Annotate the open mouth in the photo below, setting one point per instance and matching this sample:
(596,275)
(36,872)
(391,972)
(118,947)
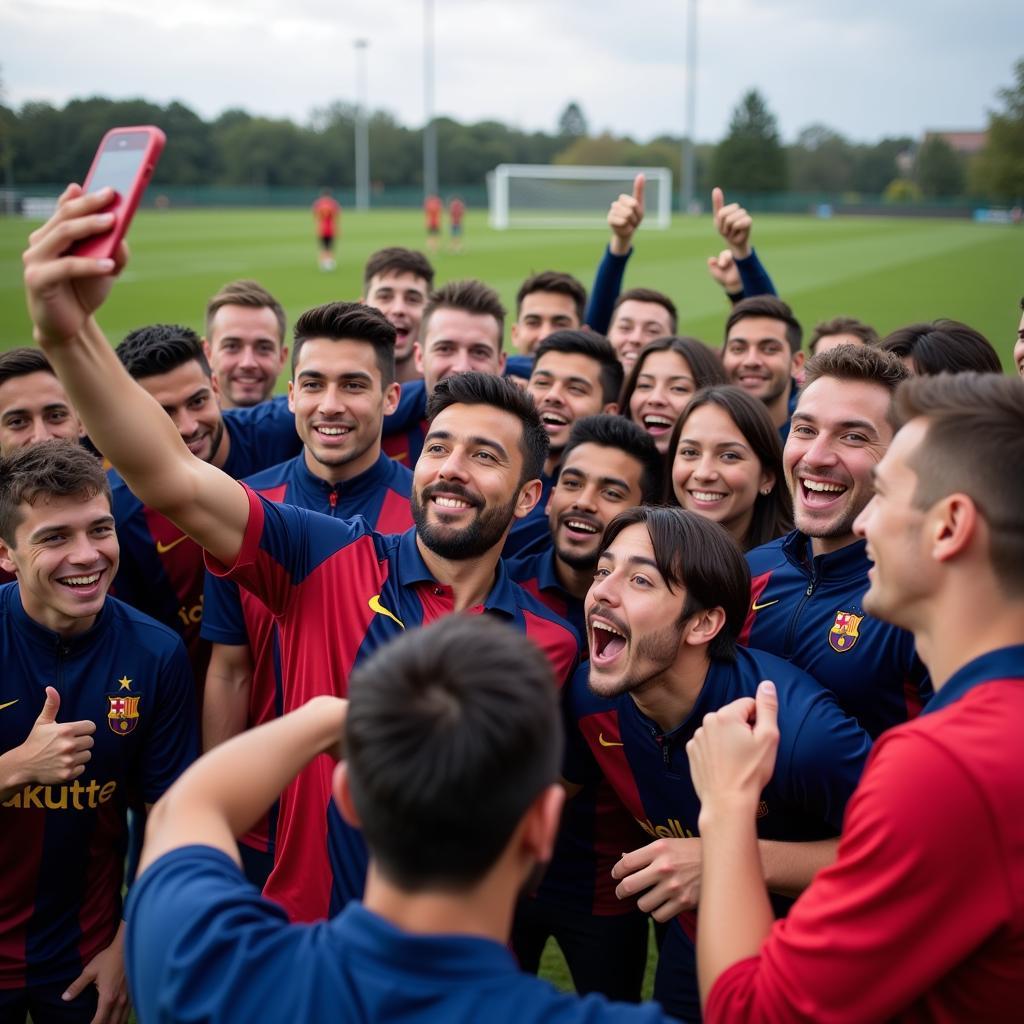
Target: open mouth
(606,642)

§ **Problem requirements**
In your output, repeat the listing above exactly and include none of the pictures.

§ **Reply**
Annotate the open mouth in the photo below, setting one point per instance and matching this sample:
(596,275)
(36,872)
(391,972)
(118,947)
Target: open mouth
(606,642)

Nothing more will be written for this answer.